> [Task] Repeat every entry in full. Match each line exactly.

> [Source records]
----------

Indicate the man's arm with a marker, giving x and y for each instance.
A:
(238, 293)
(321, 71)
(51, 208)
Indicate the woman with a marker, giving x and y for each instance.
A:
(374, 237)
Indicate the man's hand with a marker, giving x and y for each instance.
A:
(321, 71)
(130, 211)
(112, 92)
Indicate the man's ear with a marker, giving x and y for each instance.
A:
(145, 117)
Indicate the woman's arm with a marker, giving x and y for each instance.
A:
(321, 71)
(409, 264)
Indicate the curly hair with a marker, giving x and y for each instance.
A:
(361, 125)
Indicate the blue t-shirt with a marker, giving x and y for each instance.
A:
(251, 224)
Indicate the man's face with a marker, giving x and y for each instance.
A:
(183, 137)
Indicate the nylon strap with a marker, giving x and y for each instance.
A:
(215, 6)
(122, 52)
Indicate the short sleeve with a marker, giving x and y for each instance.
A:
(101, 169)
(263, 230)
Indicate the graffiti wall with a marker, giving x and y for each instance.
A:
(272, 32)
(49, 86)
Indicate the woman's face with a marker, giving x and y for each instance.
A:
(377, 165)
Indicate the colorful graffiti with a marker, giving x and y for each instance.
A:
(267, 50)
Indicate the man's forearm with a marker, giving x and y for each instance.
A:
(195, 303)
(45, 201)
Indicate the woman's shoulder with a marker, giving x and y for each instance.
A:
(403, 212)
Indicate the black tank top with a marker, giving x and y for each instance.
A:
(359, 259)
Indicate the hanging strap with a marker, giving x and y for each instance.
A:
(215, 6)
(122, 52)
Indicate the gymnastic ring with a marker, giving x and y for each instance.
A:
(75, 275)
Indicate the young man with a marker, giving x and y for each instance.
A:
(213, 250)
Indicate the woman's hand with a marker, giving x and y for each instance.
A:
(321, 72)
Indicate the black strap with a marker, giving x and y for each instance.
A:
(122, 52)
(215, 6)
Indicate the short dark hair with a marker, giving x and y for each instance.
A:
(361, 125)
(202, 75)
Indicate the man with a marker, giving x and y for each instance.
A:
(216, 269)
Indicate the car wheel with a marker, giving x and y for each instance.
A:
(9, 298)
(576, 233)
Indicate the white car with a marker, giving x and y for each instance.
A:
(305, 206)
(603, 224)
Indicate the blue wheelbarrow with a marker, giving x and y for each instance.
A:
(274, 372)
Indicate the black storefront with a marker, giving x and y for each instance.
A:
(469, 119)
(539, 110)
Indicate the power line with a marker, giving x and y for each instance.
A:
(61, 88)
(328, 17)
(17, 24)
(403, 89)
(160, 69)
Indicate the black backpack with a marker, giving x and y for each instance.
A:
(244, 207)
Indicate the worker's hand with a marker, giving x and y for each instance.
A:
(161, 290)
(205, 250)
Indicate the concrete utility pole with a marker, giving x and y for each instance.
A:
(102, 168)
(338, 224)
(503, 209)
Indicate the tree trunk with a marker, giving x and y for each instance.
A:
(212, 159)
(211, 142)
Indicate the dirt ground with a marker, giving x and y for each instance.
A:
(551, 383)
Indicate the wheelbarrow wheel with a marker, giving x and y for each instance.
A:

----------

> [Your response]
Indicate the man's arm with a marker, giving x and y for each instance.
A:
(238, 293)
(321, 71)
(51, 208)
Indicate the woman with a marker, giving x and y for each instance.
A:
(374, 237)
Indicate the man's hand with a marker, giving x and y for each instance.
A:
(321, 71)
(130, 211)
(112, 92)
Indicate the man's ear with a marker, giving x and y for each instance.
A:
(145, 117)
Indicate the woman's arm with a marker, giving x and y for each instance.
A:
(321, 71)
(409, 264)
Indicate the curly hair with a marker, giving x and y for each instance.
A:
(361, 125)
Indicate the blue t-shirt with a marker, giving x and y for each instance.
A:
(251, 224)
Indicate the man's face with a marker, giving x and y for each instance.
A:
(183, 137)
Indicate the nylon strap with a marker, giving x and y for each instance.
A:
(215, 6)
(122, 52)
Indicate the short sleeve with a marker, giving x and y for each instance.
A:
(101, 169)
(263, 230)
Indicate the graffiti wall with a marker, giving x and y for each instance.
A:
(272, 32)
(49, 86)
Indicate the woman's face with a marker, giving x and y for each instance.
A:
(377, 165)
Indicate the colorful graffiti with a marker, giving x and y for each instance.
A:
(267, 50)
Indicate the man's forearm with a marker, giving x and y for each instance.
A:
(195, 303)
(45, 201)
Indicate the woman's shoulder with a marker, giving x and y for each instance.
A:
(403, 212)
Indicate the black tank top with a marker, giving x and y for each instance.
A:
(359, 259)
Indicate the hanging strap with a marker, giving x and y for each instance.
A:
(215, 6)
(122, 52)
Indicate the gymnastic ring with a marker, giving x and y for each instance.
A:
(75, 275)
Indicate the young man with a marker, giving x and y for each instance.
A:
(213, 250)
Indicate the woman's hand with a marker, giving x and y for each instance.
A:
(321, 72)
Indicate the black strap with a marker, giving x and y for each instance.
A:
(122, 52)
(215, 6)
Indicate the short dark hair with a marker, giving x and y for each instance.
A:
(361, 125)
(202, 75)
Indicate the man with a marker, giving x and y for each instance.
A:
(216, 269)
Indicate the car wheel with a marker, giving x and y for each instance.
A:
(9, 298)
(576, 233)
Indicate the white car with a marker, giving x and y for each instance.
A:
(305, 206)
(603, 224)
Indicate the blue wheelbarrow with a marker, giving x and y for each instance.
A:
(274, 372)
Indicate the black storefront with a marker, giving x and y for each instance.
A:
(469, 119)
(539, 110)
Indicate the power line with a marker, giving x and y for each instance.
A:
(61, 88)
(328, 17)
(17, 24)
(403, 89)
(160, 69)
Indicate the black backpack with a marker, giving x and y for each instance.
A:
(244, 207)
Indicate the worker's hand with a marker, giving x and y for each instance.
A:
(161, 290)
(205, 250)
Indicate the concrete utility pole with a marker, giving x and y for each instance.
A:
(102, 168)
(338, 224)
(503, 209)
Indicate the tree trunk with a marker, giving x and y for each instance.
A:
(212, 159)
(211, 142)
Indicate the dirt ground with a marker, giving x and y for each instance.
A:
(551, 383)
Indicate the wheelbarrow wheel with a marker, giving x and y for each instance.
A:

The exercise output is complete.